PAGE EXCERPT:
____________

Community Articles
Find and share helpful community-sourced technical articles
Announcements
Alert: Welcome to the Unified Cloudera Community. Former HCC members be sure to read and learn how to activate your account here. Want to know more about what has changed? Check out the Community News blog.
Labels (2)
Guru

Objective

This tutorial walks you through how to install and setup a local Hortonworks Registry to interact with Apache NiFi.

Environment

This tutorial was tested using the following environment and components:

  • Mac OS X 10.11.6
  • MySQL 5.7.13
  • Apache NiFi 1.3.0
  • Hortonworks Registry 0.2.1

Note: The record-oriented processors and controller services used in the demo flow of this tutorial were in introduced in NiFi 1.2.0. As such, the tutorial needs to be done running Version 1.2.0 or later. Currently, Hortonworks Registry 0.2.1 is the version compatible with NiFi 1.3.0.

Environment Configuration

Hortonworks Registry Installation

Download the 0.2.1 Registry release:

hortonworks-registry-0.2.1.tar.gz

Extract the tar:

  tar xzvf hortonworks-registry-0.2.1.tar.gz

MySQL Database Setup

Login to your MySQL instance and create the schema registry database and necessary users and privileges:

unix> mysql -u root -p
unix> Enter password:<enter>
mysql> create database schema_registry;
mysql> CREATE USER 'registry_user'@'localhost' IDENTIFIED BY 'registry_password';
mysql> GRANT ALL PRIVILEGES ON schema_registry.* TO 'registry_user'@'localhost' WITH GRANT OPTION;
mysql> commit;

Configure registry.yaml

In the conf directory of the Registry, there is an example MySQL yaml file that we can repurpose:

cd hortonworks-registry-0.2.1
cp conf/registry.yaml.mysql.example conf/registry.yaml

Edit the following section in the yaml file to add appropriate database and user settings:

storageProviderConfiguration:
 providerClass: "com.hortonworks.registries.storage.impl.jdbc.JdbcStorageManager"
 properties:
   db.type: "mysql"
   queryTimeoutInSecs: 30
   db.properties:
     dataSourceClassName: "org.mariadb.jdbc.MariaDbDataSource"
     dataSource.url: "jdbc:mysql://localhost/schema_registry"
     dataSource.user: "registry_user"
     dataSource.password: "registry_password"

Note: For my environment (with MySQL installed via Homebrew), I did not need to change these default values.

____________

GIVEN DATA:
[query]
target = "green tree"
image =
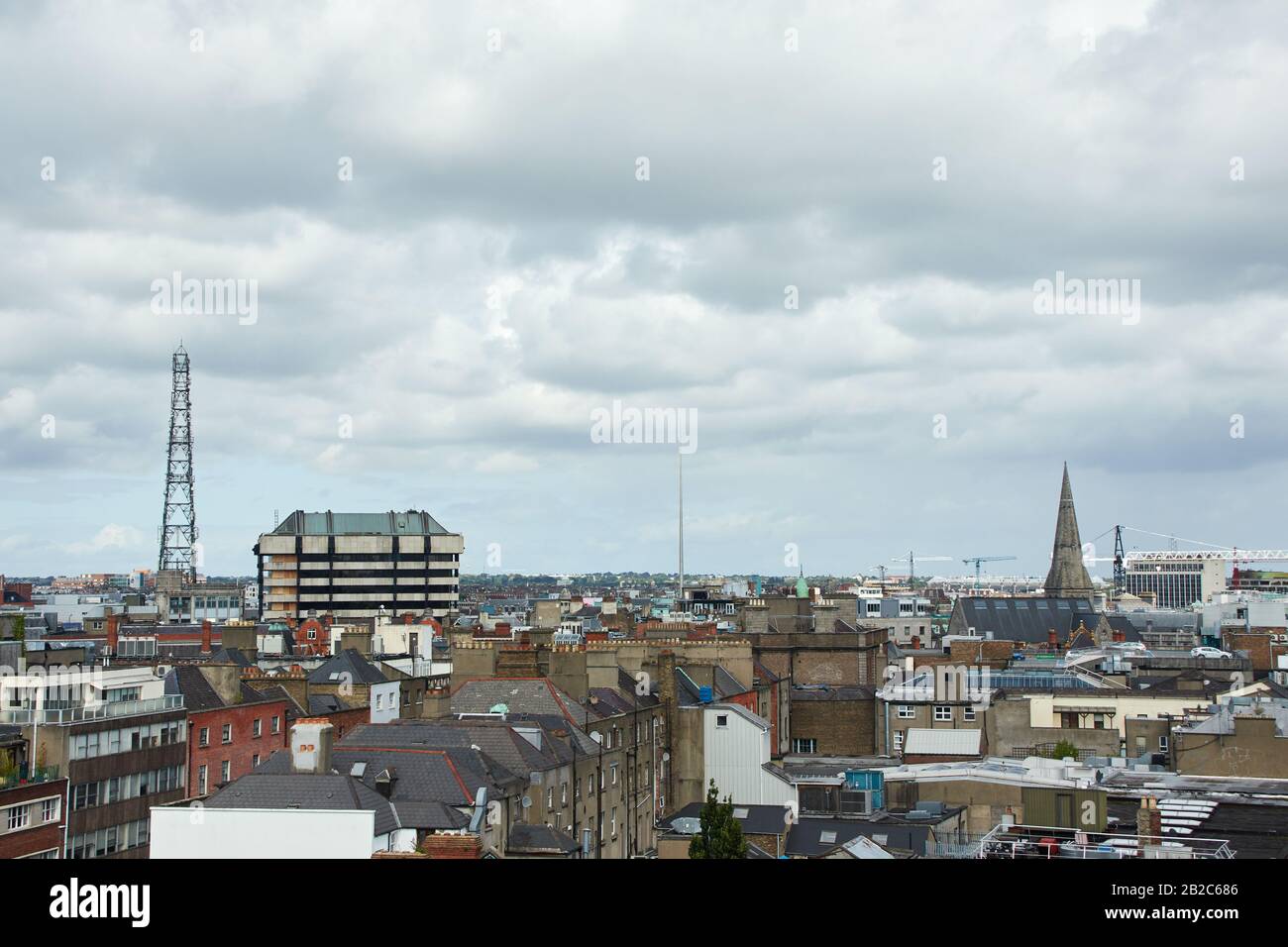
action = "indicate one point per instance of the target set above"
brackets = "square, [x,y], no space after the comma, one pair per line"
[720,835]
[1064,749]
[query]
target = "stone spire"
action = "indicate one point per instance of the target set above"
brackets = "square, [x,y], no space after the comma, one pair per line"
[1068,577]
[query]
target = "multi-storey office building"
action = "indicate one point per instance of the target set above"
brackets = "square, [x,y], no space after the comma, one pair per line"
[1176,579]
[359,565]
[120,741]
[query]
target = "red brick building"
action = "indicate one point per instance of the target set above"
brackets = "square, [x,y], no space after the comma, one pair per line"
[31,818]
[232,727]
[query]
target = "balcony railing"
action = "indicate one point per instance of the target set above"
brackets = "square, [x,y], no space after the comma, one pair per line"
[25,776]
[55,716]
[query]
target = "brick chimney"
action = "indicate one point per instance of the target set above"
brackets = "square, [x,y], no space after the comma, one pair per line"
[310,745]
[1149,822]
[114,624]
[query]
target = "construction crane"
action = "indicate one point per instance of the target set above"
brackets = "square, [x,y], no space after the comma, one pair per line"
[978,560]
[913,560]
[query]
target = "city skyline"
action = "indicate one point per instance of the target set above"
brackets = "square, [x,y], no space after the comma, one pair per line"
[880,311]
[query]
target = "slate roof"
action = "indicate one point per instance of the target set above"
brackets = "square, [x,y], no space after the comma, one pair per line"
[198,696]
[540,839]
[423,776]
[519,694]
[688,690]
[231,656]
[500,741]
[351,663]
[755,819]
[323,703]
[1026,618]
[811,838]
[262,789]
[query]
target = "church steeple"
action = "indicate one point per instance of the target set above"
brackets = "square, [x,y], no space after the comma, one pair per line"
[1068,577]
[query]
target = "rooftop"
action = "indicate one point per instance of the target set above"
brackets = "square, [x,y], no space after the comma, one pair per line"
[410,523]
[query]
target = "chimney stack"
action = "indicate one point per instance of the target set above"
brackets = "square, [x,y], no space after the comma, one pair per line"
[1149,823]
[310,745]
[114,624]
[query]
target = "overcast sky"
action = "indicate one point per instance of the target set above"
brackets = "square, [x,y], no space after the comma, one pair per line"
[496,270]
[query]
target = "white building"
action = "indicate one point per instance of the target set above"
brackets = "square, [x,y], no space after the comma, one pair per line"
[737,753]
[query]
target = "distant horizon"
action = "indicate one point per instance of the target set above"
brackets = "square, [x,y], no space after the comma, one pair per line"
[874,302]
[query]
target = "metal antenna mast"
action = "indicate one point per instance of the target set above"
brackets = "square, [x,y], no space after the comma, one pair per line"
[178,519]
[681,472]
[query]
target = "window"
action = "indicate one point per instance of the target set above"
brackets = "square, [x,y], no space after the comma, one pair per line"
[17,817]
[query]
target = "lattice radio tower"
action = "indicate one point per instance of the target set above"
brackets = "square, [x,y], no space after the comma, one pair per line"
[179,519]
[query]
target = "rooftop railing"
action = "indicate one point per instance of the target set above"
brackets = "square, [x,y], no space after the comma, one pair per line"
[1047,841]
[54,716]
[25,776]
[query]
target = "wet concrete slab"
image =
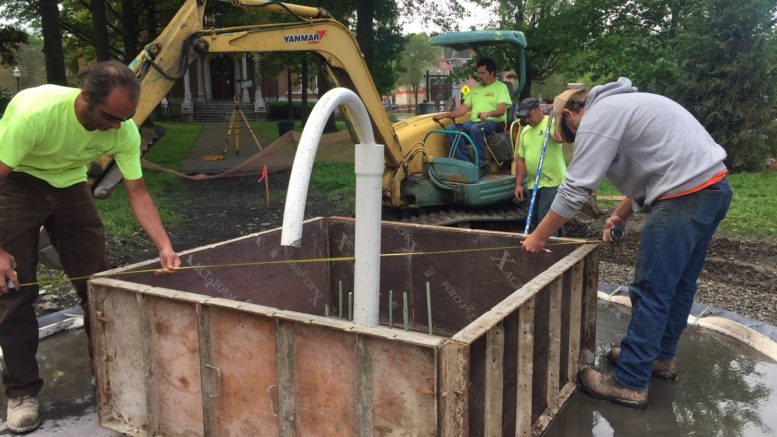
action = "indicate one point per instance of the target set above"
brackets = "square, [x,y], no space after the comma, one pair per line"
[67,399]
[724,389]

____________

DO THIS: Reproduce the Hortonworks Registry tutorial above word for word, from "Community Articles" up to and including "with Apache NiFi.".

RESULT FOR THIS EXERCISE:
Community Articles
Find and share helpful community-sourced technical articles
Announcements
Alert: Welcome to the Unified Cloudera Community. Former HCC members be sure to read and learn how to activate your account here. Want to know more about what has changed? Check out the Community News blog.
Labels (2)
Guru

Objective

This tutorial walks you through how to install and setup a local Hortonworks Registry to interact with Apache NiFi.